> PROVIDED DATA:

************

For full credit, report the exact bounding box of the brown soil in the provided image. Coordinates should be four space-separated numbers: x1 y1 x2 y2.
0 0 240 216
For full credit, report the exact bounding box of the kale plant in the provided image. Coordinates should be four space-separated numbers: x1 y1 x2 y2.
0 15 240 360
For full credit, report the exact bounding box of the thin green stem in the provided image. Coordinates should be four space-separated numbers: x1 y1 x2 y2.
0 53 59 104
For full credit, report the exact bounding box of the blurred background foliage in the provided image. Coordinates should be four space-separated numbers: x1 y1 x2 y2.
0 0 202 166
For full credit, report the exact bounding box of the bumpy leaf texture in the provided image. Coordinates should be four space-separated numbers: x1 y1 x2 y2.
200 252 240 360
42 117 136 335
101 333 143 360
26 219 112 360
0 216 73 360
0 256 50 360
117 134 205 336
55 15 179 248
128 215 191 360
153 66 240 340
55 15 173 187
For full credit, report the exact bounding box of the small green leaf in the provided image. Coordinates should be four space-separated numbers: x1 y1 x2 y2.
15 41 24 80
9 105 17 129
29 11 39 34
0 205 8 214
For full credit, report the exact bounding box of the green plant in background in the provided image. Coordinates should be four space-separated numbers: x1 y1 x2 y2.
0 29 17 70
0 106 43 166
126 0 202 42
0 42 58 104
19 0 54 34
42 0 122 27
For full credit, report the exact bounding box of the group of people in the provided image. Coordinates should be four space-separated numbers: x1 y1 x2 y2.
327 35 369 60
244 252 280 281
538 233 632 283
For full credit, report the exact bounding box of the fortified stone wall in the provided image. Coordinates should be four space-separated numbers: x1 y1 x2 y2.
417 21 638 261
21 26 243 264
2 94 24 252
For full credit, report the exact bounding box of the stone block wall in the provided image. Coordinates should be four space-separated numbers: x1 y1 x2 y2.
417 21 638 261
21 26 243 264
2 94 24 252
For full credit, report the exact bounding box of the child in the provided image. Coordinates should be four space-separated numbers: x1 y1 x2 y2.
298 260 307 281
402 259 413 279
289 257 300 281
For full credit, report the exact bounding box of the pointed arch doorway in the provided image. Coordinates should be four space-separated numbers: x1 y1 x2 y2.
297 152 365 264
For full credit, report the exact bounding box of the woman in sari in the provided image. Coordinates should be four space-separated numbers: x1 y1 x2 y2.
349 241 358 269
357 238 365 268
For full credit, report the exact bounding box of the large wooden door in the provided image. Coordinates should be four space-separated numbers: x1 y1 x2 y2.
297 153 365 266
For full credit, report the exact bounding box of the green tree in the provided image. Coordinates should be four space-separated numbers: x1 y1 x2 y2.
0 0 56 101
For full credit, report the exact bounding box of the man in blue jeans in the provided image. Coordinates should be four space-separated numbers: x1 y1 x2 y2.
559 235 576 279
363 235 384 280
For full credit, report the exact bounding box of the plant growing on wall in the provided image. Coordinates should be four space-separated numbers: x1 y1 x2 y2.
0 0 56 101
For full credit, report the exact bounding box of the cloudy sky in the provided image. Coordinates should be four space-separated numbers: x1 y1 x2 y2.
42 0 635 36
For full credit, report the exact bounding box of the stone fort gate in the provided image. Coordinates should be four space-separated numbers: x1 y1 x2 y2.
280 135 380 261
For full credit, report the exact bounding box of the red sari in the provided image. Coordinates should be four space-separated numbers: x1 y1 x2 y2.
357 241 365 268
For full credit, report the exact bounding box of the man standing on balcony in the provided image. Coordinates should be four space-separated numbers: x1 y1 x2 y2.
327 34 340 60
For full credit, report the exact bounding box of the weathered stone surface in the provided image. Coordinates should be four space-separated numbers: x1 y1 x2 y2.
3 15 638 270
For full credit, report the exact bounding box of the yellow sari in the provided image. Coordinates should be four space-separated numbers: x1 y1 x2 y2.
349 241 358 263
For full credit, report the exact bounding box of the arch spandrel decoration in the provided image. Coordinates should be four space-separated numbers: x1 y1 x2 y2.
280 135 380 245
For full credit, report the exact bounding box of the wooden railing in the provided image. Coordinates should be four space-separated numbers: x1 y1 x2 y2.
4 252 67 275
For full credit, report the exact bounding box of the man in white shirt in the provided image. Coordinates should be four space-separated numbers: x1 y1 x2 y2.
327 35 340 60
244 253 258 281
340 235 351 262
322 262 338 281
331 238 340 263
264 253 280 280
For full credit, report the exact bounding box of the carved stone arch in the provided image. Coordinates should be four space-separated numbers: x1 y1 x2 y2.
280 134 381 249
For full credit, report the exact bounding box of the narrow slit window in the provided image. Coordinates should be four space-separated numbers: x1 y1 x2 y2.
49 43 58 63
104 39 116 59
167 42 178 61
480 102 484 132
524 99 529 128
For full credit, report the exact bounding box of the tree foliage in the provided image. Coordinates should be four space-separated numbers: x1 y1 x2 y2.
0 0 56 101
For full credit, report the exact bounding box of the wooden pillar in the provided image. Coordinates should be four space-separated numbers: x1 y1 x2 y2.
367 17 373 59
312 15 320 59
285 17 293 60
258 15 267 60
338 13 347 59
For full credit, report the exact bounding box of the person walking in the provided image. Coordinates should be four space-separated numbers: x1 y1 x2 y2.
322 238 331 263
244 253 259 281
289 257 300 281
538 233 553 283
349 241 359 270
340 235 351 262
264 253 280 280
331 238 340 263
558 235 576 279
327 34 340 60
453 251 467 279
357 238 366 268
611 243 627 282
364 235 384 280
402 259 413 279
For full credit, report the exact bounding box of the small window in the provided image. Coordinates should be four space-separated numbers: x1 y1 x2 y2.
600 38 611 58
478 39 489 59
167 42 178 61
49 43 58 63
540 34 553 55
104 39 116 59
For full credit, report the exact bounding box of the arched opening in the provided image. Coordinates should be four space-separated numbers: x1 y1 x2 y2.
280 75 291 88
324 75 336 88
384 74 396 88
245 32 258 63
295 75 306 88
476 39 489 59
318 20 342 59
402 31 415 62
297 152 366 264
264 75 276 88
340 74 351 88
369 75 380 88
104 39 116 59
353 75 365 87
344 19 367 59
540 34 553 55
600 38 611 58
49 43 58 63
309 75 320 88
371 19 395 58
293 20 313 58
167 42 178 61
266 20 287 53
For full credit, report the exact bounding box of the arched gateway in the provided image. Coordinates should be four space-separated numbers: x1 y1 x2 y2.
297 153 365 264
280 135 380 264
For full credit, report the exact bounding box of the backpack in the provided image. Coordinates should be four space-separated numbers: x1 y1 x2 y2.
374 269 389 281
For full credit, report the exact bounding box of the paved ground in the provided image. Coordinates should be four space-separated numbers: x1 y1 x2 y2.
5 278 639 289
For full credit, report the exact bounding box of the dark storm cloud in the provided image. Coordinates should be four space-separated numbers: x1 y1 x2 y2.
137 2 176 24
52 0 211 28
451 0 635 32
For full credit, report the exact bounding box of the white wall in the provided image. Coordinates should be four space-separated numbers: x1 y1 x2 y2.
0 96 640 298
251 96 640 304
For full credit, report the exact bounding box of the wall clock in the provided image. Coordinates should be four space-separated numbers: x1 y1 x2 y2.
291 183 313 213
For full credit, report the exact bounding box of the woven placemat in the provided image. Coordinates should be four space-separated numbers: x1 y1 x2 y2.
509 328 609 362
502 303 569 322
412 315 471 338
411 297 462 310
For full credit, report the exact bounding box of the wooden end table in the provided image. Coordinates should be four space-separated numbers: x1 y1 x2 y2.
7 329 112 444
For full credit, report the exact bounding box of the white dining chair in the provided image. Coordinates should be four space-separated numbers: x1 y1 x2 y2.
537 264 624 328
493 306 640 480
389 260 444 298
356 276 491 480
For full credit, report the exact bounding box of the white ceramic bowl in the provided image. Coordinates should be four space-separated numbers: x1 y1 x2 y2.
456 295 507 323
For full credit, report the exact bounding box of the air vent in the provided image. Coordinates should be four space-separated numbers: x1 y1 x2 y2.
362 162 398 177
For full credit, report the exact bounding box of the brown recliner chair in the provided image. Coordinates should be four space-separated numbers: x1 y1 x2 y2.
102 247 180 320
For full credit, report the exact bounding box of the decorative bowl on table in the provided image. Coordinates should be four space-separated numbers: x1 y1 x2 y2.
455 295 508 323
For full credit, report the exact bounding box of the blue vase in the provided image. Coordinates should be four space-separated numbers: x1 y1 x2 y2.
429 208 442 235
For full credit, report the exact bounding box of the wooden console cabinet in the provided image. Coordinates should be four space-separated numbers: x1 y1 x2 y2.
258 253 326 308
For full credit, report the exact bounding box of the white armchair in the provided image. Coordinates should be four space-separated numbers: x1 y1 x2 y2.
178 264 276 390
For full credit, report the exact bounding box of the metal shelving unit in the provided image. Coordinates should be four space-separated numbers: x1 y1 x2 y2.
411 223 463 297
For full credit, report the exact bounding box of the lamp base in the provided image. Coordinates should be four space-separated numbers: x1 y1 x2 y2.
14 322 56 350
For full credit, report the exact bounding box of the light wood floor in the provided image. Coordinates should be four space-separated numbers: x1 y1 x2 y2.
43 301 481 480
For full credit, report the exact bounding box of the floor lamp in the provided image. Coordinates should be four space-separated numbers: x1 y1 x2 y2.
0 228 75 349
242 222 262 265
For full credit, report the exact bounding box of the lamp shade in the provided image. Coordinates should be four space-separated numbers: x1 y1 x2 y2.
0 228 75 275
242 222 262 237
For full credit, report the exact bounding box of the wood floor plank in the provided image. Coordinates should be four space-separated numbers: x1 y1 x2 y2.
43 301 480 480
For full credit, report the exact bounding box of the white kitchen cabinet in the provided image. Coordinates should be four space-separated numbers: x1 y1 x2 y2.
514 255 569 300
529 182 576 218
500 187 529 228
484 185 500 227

************

> YOUR GOAL:
Turn the stretch of records from the line containing "the white armchair" through the line containing "242 222 262 237" into a numbered list, leaving out any blank lines.

> RESULT FOR THIS EXERCISE:
1. For full credit, report the exact bounding box of the white armchair in the provided image. Coordinates should be four space-separated numbers: x1 y1 x2 y2.
2. 178 264 276 390
3. For full credit, report the exact bounding box of the metal shelving unit in the provided image. Coordinates should be four space-separated numbers: x1 y1 x2 y2.
4. 411 223 463 297
5. For full credit, report the exact bounding box of the lamp base in the provided image. Coordinates should be four space-separated numbers: x1 y1 x2 y2.
6. 14 322 56 350
7. For full credit, report the exact bounding box of the light wood floor in the provided image. Coordinates should be four space-separated numbers: x1 y1 x2 y2.
8. 43 301 481 480
9. For full credit, report the exact bounding box of the floor lamp in the provided image. Coordinates should be four space-separated numbers: x1 y1 x2 y2.
10. 0 228 75 349
11. 242 222 262 265
12. For full credit, report the exact bounding box of the lamp shade in the provided image. Coordinates should be four space-separated numbers: x1 y1 x2 y2.
13. 0 228 75 275
14. 242 222 262 237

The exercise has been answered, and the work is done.